Material to process →
↓

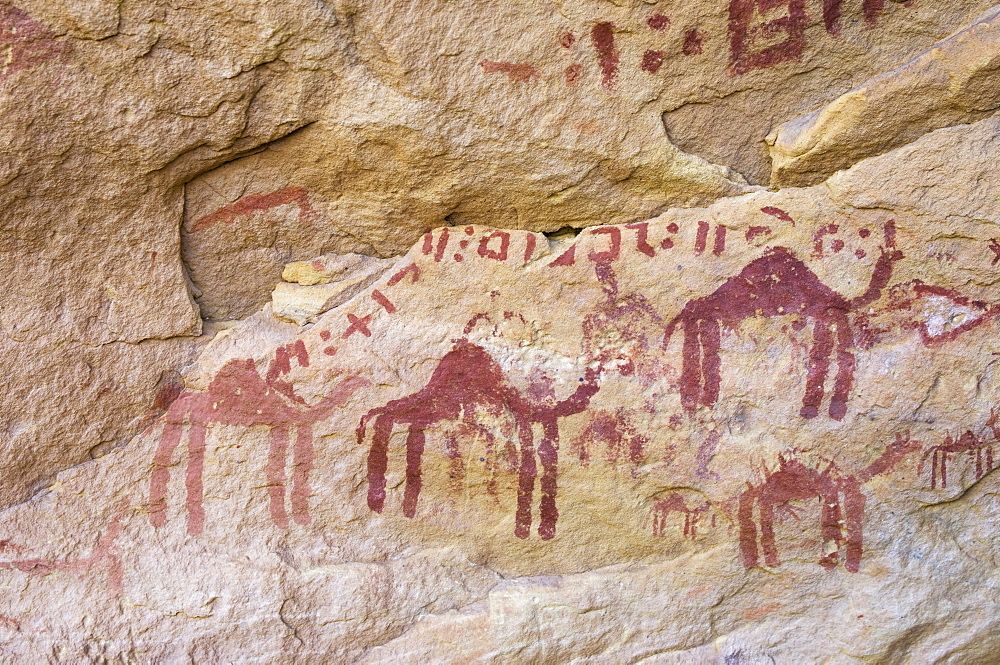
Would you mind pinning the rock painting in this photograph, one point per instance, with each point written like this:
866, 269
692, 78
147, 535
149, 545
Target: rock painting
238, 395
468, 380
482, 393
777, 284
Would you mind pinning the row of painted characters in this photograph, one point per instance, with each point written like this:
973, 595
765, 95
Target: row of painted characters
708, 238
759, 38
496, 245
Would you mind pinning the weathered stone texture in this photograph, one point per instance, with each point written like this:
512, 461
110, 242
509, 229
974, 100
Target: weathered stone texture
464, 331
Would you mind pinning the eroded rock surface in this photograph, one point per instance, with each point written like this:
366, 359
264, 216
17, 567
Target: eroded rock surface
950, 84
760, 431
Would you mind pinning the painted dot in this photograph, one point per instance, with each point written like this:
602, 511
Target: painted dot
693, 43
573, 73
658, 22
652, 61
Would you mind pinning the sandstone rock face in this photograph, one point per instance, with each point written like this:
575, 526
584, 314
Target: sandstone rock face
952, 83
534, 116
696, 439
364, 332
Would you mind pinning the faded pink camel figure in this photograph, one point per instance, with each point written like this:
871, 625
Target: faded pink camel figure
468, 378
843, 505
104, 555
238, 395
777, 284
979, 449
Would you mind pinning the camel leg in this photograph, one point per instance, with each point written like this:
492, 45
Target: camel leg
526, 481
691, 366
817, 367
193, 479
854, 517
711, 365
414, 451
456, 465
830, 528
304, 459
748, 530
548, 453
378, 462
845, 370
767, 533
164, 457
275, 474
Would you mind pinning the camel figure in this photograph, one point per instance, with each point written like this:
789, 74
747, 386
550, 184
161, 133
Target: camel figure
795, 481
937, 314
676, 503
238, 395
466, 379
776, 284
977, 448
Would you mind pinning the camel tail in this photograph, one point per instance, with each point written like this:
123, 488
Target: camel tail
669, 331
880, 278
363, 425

↑
↓

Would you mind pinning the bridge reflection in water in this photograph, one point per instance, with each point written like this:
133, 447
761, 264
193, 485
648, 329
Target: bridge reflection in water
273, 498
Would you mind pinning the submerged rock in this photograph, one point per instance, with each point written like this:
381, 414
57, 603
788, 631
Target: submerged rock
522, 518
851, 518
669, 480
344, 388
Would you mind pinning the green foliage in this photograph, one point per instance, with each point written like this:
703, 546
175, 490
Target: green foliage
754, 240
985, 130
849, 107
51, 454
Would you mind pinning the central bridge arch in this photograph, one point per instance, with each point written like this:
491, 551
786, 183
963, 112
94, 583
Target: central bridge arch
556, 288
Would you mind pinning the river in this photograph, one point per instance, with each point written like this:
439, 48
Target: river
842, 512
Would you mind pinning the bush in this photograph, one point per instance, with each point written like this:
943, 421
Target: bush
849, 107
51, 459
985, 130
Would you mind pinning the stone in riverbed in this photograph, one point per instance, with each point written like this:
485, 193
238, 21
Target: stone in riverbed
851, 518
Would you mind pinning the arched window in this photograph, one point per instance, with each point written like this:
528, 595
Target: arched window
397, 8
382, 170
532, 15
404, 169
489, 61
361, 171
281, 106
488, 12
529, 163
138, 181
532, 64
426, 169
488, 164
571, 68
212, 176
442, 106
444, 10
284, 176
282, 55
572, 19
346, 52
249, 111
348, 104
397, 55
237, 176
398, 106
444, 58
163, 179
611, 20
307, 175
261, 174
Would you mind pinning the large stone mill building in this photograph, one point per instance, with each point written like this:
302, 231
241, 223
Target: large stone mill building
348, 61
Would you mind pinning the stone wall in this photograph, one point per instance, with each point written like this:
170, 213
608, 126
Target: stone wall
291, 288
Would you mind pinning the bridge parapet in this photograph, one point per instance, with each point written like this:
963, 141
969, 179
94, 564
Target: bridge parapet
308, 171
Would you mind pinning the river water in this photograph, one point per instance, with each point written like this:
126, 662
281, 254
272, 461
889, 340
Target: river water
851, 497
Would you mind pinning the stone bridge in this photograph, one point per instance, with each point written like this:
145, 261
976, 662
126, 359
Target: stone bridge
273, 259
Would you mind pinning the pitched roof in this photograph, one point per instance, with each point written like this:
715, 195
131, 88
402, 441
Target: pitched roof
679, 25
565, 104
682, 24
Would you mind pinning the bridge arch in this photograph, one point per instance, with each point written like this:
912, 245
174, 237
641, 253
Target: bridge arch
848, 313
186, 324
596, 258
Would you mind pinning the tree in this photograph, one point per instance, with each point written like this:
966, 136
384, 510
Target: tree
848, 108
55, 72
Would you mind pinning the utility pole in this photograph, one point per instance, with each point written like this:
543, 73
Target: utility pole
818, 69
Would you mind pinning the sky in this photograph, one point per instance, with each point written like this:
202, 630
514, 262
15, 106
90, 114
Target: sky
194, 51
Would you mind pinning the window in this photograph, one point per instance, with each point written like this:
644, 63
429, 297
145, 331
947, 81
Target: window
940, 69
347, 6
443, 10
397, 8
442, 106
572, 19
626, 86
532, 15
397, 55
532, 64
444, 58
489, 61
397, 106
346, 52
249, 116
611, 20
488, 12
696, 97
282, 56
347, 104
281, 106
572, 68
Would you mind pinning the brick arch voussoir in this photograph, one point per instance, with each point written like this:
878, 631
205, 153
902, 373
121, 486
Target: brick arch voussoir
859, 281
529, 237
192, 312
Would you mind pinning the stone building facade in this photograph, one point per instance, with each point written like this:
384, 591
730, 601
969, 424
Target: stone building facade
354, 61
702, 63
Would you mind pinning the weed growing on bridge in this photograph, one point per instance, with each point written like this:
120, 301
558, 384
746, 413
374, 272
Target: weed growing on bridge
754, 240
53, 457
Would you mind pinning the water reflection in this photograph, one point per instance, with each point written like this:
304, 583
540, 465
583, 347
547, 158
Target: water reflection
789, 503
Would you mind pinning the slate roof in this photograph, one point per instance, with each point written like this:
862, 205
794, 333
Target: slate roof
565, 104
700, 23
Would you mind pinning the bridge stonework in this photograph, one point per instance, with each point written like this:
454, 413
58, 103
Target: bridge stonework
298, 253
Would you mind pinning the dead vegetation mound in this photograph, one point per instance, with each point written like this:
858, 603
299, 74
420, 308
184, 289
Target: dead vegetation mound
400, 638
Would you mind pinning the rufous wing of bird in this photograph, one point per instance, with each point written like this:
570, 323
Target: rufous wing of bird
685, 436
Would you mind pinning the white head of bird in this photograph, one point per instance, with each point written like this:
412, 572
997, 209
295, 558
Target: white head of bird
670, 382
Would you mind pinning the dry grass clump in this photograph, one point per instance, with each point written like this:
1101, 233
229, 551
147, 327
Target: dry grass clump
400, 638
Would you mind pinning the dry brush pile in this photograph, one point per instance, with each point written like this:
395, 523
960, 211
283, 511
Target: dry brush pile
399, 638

↑

Short task →
Count the lines of the records above that contain the string "brush". Reply with the number alone.

Answer →
2